## Exercise requirements
Reproduce verbatim the part of the listing below that runs from the line containing "Return one point per instance of the beetle leg, written" down to the line containing "x=819, y=473", including both of those lines.
--- START Dataset content ---
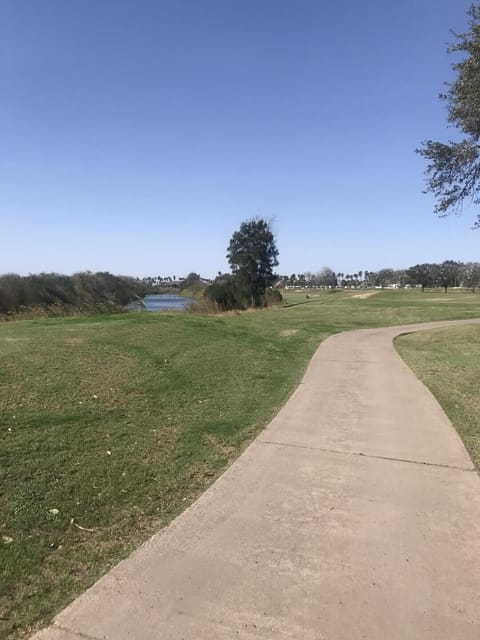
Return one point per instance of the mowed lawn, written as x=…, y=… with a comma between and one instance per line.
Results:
x=110, y=426
x=448, y=362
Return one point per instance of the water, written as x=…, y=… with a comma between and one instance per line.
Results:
x=166, y=302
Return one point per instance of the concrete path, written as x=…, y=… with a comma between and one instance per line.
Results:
x=355, y=514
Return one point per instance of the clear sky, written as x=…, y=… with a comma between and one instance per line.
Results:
x=136, y=135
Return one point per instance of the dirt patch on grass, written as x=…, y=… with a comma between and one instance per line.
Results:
x=288, y=332
x=362, y=296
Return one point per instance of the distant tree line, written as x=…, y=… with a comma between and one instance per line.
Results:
x=449, y=273
x=57, y=293
x=252, y=254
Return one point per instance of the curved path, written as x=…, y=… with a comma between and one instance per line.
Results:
x=355, y=514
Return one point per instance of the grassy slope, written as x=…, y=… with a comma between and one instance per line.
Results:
x=119, y=422
x=448, y=362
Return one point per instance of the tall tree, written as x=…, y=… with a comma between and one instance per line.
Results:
x=453, y=170
x=252, y=255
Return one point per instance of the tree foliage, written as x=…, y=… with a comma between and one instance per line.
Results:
x=253, y=255
x=59, y=293
x=453, y=169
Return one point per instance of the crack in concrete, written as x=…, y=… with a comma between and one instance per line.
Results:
x=368, y=455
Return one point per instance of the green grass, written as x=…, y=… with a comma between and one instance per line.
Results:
x=119, y=422
x=448, y=362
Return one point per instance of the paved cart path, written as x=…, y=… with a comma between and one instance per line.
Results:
x=355, y=514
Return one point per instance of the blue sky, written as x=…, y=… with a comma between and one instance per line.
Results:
x=136, y=136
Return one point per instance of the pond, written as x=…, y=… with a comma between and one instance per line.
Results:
x=165, y=302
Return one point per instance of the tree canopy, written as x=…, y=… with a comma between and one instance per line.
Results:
x=253, y=255
x=453, y=169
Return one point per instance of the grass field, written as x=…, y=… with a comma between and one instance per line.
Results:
x=448, y=362
x=111, y=426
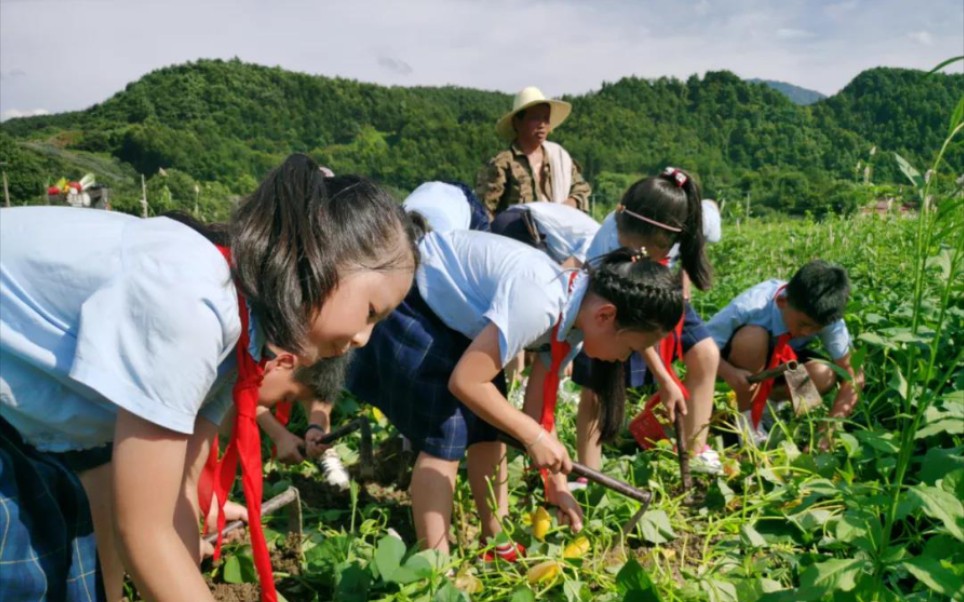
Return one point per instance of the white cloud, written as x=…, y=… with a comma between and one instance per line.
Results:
x=924, y=38
x=786, y=33
x=14, y=113
x=562, y=46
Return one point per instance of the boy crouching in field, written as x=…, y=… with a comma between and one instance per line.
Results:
x=773, y=322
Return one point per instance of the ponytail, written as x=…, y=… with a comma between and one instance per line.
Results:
x=647, y=297
x=297, y=232
x=669, y=207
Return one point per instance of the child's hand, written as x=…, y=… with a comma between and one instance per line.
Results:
x=744, y=389
x=672, y=397
x=568, y=510
x=289, y=448
x=547, y=452
x=313, y=441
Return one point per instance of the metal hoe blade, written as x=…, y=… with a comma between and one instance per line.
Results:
x=803, y=393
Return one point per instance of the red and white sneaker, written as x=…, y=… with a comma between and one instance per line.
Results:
x=507, y=552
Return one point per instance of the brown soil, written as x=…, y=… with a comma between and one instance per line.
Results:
x=286, y=557
x=240, y=592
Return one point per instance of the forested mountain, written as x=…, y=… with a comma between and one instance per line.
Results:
x=796, y=94
x=223, y=124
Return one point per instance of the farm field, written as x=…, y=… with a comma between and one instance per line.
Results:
x=877, y=517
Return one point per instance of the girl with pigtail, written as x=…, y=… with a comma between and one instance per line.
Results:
x=654, y=215
x=479, y=300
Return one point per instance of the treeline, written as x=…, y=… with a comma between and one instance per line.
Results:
x=215, y=127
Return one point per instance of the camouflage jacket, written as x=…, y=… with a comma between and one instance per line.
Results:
x=507, y=180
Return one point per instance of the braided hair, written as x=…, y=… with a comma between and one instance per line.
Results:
x=647, y=297
x=669, y=208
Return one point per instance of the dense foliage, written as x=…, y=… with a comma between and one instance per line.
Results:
x=228, y=122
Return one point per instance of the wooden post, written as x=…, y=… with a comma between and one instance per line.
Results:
x=6, y=192
x=143, y=197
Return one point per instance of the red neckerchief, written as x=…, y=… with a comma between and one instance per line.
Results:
x=782, y=352
x=244, y=448
x=645, y=427
x=550, y=386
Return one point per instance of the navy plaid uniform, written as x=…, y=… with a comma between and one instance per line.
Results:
x=47, y=547
x=404, y=370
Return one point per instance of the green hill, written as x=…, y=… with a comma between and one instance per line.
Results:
x=223, y=124
x=796, y=94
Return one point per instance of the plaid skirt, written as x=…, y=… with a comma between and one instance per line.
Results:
x=637, y=375
x=404, y=371
x=47, y=547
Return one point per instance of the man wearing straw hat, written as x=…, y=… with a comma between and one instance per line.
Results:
x=532, y=168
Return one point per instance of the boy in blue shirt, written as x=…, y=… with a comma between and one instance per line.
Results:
x=774, y=322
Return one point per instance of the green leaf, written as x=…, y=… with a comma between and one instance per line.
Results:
x=945, y=63
x=751, y=538
x=353, y=584
x=882, y=442
x=833, y=575
x=635, y=583
x=875, y=339
x=941, y=505
x=522, y=594
x=388, y=557
x=938, y=462
x=718, y=590
x=937, y=420
x=898, y=382
x=656, y=528
x=449, y=593
x=908, y=170
x=935, y=575
x=232, y=570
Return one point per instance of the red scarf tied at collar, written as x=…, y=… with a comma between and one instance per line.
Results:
x=244, y=447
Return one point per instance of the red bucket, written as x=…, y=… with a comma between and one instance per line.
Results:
x=646, y=428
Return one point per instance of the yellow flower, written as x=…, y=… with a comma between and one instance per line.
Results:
x=544, y=572
x=577, y=549
x=541, y=521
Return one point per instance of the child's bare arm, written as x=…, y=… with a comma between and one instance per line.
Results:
x=287, y=445
x=156, y=510
x=319, y=413
x=670, y=393
x=849, y=391
x=471, y=383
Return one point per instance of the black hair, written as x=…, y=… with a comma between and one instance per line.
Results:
x=519, y=224
x=672, y=198
x=820, y=290
x=326, y=377
x=647, y=297
x=298, y=232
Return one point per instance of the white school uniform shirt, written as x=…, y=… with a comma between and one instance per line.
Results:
x=568, y=231
x=470, y=279
x=100, y=311
x=607, y=239
x=443, y=205
x=757, y=306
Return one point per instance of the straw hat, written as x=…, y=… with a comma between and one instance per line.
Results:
x=531, y=96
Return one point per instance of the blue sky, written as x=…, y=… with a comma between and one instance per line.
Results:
x=58, y=55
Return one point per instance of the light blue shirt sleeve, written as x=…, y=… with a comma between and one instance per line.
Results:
x=836, y=339
x=749, y=307
x=606, y=239
x=569, y=232
x=471, y=279
x=712, y=222
x=443, y=205
x=151, y=341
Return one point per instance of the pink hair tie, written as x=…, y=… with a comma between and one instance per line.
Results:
x=678, y=176
x=622, y=209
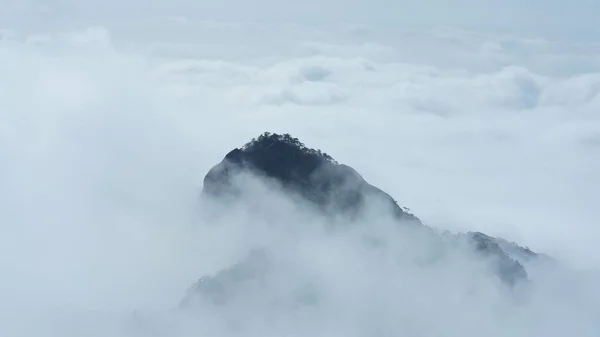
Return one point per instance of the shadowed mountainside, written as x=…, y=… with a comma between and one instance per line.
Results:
x=333, y=189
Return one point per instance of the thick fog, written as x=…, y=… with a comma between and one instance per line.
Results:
x=111, y=115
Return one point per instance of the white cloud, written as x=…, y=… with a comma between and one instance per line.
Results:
x=105, y=140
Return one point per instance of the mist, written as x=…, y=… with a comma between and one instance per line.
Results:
x=110, y=117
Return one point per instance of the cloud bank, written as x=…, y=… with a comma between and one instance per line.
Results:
x=106, y=134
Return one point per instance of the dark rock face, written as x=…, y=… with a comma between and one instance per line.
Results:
x=315, y=176
x=333, y=189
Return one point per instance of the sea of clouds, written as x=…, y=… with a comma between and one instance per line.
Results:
x=111, y=116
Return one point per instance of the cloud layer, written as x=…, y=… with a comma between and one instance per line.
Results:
x=106, y=134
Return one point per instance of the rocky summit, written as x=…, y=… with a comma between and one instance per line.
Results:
x=335, y=190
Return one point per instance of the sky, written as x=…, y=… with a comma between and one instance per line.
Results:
x=475, y=115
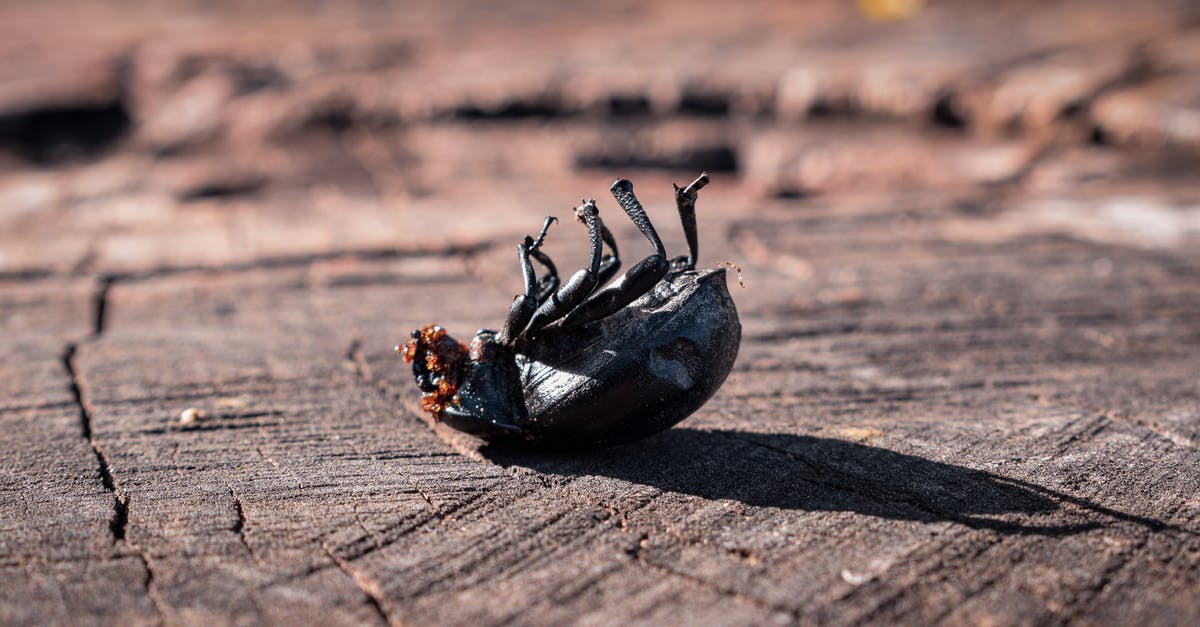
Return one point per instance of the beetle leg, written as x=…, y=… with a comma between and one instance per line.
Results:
x=685, y=201
x=549, y=281
x=610, y=263
x=535, y=290
x=579, y=286
x=635, y=282
x=623, y=191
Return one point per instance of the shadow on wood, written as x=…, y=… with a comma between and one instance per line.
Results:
x=820, y=473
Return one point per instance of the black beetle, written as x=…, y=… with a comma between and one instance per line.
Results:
x=580, y=364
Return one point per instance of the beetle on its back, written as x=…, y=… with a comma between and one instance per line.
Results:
x=581, y=363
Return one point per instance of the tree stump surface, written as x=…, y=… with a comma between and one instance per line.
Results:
x=967, y=384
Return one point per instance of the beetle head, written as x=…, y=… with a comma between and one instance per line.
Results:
x=438, y=362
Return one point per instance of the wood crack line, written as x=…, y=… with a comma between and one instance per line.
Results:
x=119, y=519
x=370, y=589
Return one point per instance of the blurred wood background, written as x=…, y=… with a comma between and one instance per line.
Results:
x=967, y=388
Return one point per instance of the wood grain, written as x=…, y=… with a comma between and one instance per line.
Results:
x=966, y=390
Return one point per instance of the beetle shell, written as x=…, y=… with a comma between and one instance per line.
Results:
x=630, y=375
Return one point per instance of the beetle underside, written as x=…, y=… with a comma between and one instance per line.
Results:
x=591, y=360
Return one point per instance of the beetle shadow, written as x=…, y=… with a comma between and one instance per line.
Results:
x=819, y=473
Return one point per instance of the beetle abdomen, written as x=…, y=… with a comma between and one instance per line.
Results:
x=637, y=371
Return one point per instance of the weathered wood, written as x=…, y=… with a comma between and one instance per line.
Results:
x=966, y=390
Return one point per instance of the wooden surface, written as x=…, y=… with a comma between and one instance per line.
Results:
x=967, y=388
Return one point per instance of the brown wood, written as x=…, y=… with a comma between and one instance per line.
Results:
x=967, y=387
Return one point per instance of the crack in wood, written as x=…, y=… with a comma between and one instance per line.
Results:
x=370, y=589
x=239, y=527
x=150, y=585
x=119, y=519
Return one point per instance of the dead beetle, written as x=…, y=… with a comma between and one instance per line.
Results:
x=579, y=364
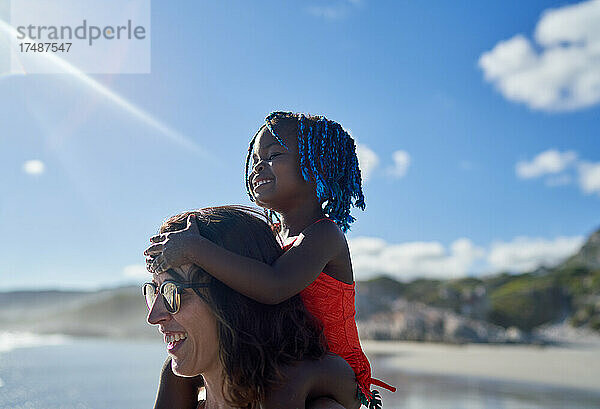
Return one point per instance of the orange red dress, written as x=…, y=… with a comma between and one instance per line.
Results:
x=332, y=302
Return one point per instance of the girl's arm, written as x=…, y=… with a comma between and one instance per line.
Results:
x=316, y=246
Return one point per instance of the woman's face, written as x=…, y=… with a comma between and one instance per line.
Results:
x=197, y=352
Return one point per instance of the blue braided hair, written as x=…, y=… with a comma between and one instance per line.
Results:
x=327, y=154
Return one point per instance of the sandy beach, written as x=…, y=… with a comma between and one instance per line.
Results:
x=575, y=365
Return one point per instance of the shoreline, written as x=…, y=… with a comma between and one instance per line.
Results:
x=556, y=366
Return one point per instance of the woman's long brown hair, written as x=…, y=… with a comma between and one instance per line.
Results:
x=255, y=340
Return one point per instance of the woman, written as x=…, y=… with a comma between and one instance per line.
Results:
x=250, y=355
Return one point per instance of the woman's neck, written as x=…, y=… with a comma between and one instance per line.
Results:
x=213, y=383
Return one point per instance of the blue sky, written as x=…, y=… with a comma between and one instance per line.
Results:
x=476, y=123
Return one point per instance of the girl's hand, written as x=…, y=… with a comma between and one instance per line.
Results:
x=172, y=249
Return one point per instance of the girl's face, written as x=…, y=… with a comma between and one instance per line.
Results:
x=197, y=352
x=276, y=180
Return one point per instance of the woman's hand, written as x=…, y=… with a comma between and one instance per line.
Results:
x=173, y=249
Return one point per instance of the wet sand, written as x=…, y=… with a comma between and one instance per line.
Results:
x=567, y=366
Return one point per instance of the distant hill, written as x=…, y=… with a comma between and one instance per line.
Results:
x=521, y=303
x=119, y=312
x=588, y=256
x=498, y=308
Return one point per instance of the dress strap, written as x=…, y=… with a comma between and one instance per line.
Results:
x=382, y=384
x=320, y=220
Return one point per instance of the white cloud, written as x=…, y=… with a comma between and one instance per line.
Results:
x=525, y=253
x=373, y=256
x=34, y=167
x=401, y=163
x=559, y=180
x=367, y=160
x=557, y=167
x=136, y=271
x=565, y=74
x=589, y=177
x=547, y=162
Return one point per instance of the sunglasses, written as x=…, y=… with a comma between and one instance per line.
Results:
x=171, y=292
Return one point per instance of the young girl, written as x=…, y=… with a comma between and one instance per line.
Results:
x=304, y=171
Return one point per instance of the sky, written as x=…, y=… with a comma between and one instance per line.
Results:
x=476, y=125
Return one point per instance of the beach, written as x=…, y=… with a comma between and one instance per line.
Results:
x=57, y=372
x=573, y=365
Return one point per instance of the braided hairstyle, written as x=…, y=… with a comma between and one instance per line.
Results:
x=327, y=155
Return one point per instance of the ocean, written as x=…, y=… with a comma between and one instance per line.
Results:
x=60, y=372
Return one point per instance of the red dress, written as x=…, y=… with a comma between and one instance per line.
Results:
x=332, y=302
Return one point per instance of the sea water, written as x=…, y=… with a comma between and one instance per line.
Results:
x=59, y=372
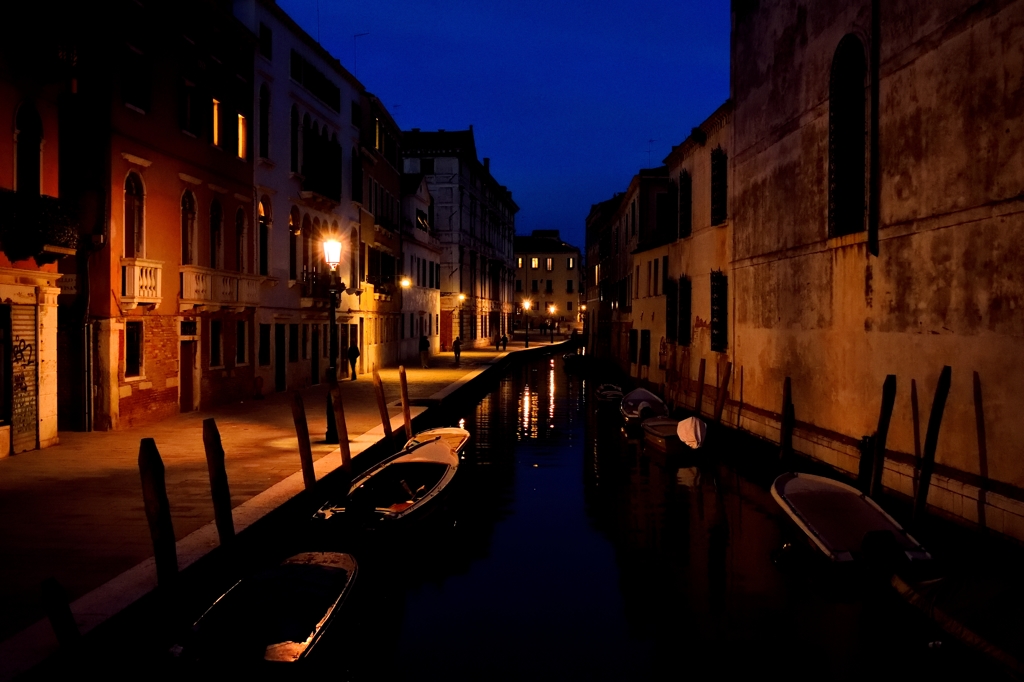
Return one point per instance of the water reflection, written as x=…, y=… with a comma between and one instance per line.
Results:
x=570, y=550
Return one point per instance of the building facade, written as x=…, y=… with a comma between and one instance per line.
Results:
x=549, y=273
x=475, y=223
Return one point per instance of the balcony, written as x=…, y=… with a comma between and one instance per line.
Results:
x=140, y=283
x=210, y=289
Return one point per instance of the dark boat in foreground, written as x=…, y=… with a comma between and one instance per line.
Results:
x=403, y=484
x=639, y=405
x=843, y=522
x=278, y=615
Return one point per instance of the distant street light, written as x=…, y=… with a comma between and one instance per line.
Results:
x=525, y=318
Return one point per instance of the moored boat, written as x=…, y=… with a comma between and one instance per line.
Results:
x=402, y=485
x=660, y=432
x=275, y=616
x=842, y=522
x=639, y=405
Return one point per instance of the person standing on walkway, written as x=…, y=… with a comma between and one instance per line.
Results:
x=424, y=349
x=353, y=354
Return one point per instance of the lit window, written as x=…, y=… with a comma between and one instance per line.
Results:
x=242, y=136
x=216, y=123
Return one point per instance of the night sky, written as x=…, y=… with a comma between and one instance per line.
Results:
x=563, y=97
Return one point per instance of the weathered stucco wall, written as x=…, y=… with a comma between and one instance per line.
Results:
x=946, y=287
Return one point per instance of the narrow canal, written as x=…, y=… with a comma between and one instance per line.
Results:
x=569, y=551
x=573, y=552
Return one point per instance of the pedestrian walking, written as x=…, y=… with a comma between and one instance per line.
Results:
x=353, y=354
x=424, y=350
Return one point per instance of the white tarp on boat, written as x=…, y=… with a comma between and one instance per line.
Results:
x=691, y=431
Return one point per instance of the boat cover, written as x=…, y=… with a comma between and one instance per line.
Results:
x=636, y=400
x=837, y=517
x=691, y=431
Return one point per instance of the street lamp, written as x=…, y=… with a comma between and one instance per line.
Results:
x=332, y=256
x=462, y=299
x=525, y=318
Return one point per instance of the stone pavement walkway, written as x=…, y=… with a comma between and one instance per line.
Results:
x=75, y=511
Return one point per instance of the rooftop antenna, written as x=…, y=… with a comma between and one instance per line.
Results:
x=355, y=53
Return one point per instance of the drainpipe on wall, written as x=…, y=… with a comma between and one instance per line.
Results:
x=875, y=188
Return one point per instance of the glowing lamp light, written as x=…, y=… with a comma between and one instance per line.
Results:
x=332, y=253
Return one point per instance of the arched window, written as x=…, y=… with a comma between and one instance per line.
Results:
x=295, y=138
x=264, y=236
x=264, y=122
x=133, y=217
x=685, y=204
x=847, y=138
x=187, y=228
x=241, y=240
x=30, y=139
x=216, y=236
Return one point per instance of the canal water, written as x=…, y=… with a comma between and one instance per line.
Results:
x=571, y=551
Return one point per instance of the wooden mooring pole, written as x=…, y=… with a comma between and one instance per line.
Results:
x=382, y=403
x=788, y=417
x=158, y=511
x=932, y=441
x=407, y=411
x=723, y=392
x=339, y=418
x=698, y=403
x=218, y=480
x=302, y=433
x=882, y=434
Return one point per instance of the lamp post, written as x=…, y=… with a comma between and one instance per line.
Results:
x=525, y=320
x=462, y=299
x=332, y=255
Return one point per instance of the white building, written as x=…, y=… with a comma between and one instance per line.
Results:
x=307, y=117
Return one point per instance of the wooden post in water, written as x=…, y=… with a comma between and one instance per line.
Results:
x=382, y=403
x=339, y=418
x=788, y=417
x=302, y=433
x=218, y=480
x=699, y=401
x=407, y=411
x=882, y=433
x=158, y=511
x=932, y=441
x=723, y=391
x=58, y=611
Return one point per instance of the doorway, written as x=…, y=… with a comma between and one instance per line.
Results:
x=280, y=377
x=186, y=379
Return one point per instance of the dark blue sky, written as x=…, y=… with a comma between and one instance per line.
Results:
x=563, y=97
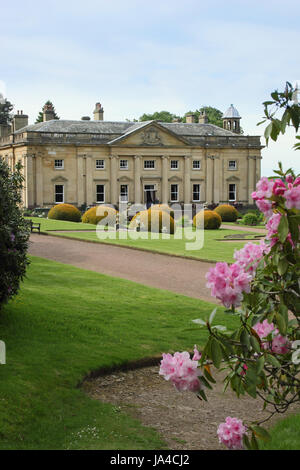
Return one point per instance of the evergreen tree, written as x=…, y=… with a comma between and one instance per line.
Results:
x=40, y=115
x=5, y=111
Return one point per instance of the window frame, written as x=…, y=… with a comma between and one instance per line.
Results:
x=62, y=167
x=174, y=161
x=98, y=192
x=100, y=160
x=197, y=161
x=172, y=192
x=56, y=193
x=229, y=191
x=127, y=164
x=196, y=184
x=150, y=167
x=235, y=165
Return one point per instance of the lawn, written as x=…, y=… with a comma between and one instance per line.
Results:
x=66, y=322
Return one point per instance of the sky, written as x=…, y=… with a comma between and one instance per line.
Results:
x=139, y=57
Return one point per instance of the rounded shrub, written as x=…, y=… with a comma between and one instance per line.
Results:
x=227, y=212
x=102, y=215
x=14, y=232
x=65, y=212
x=250, y=219
x=153, y=221
x=212, y=220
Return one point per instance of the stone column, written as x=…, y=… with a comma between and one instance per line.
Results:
x=80, y=180
x=137, y=179
x=29, y=180
x=216, y=193
x=251, y=177
x=114, y=198
x=187, y=179
x=89, y=181
x=209, y=179
x=39, y=180
x=164, y=180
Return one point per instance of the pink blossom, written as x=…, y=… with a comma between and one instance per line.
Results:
x=279, y=187
x=227, y=283
x=265, y=207
x=197, y=354
x=182, y=371
x=231, y=433
x=292, y=197
x=250, y=255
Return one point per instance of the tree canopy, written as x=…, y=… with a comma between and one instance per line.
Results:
x=40, y=115
x=5, y=111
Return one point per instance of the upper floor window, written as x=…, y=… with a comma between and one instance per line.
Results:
x=232, y=165
x=123, y=164
x=149, y=164
x=174, y=192
x=58, y=164
x=99, y=164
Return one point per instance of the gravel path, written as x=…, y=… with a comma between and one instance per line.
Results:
x=178, y=275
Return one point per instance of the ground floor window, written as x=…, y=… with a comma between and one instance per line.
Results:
x=174, y=192
x=100, y=193
x=196, y=192
x=124, y=192
x=59, y=193
x=232, y=192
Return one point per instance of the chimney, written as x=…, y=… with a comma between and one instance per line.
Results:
x=48, y=112
x=19, y=120
x=203, y=118
x=98, y=112
x=190, y=118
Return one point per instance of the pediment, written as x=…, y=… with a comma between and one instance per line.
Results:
x=150, y=135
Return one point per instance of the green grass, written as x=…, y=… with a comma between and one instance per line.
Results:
x=214, y=249
x=51, y=224
x=285, y=435
x=67, y=322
--- END Dataset content ---
## Task result
Return one point per instance of the beetle leg, written as x=…, y=… with a comma between and one instance per line.
Results:
x=685, y=201
x=549, y=281
x=610, y=263
x=535, y=290
x=579, y=286
x=635, y=282
x=623, y=191
Return one point per instance of the shadow on wood, written as x=…, y=… with a comma between and one instance per line.
Results:
x=820, y=473
Return one point per instance of the black beetle, written as x=…, y=… with a comma between and one instance per line.
Results:
x=580, y=364
Return one point per instance of the beetle on its back, written as x=…, y=… with a comma between and one instance per line.
Results:
x=581, y=363
Return one point per instance of the tree stump surface, written as x=…, y=… with a comma between and one instance per line.
Results:
x=967, y=384
Return one point per instance of the beetle head, written as x=…, y=… with a comma between and one instance per line.
Results:
x=438, y=362
Return one point per instance of the wood crack line, written as x=…, y=… with a comma between and one instance per line.
Results:
x=119, y=519
x=370, y=589
Return one point per instance of the blurred wood background, written as x=…, y=… with a comma between and one instance per line.
Results:
x=967, y=388
Return one point per instance of the wood grain, written as x=…, y=… with a comma between and one instance per line.
Results:
x=966, y=390
Return one point per instance of the beetle shell, written as x=…, y=… with a comma between and one instance per line.
Results:
x=630, y=375
Return one point per instance of the beetle underside, written as x=…, y=… with a comma between and one instance per line.
Results:
x=591, y=360
Return one point per instance of the beetle shadow, written as x=…, y=… with a comma between and one instance per line.
Results:
x=819, y=473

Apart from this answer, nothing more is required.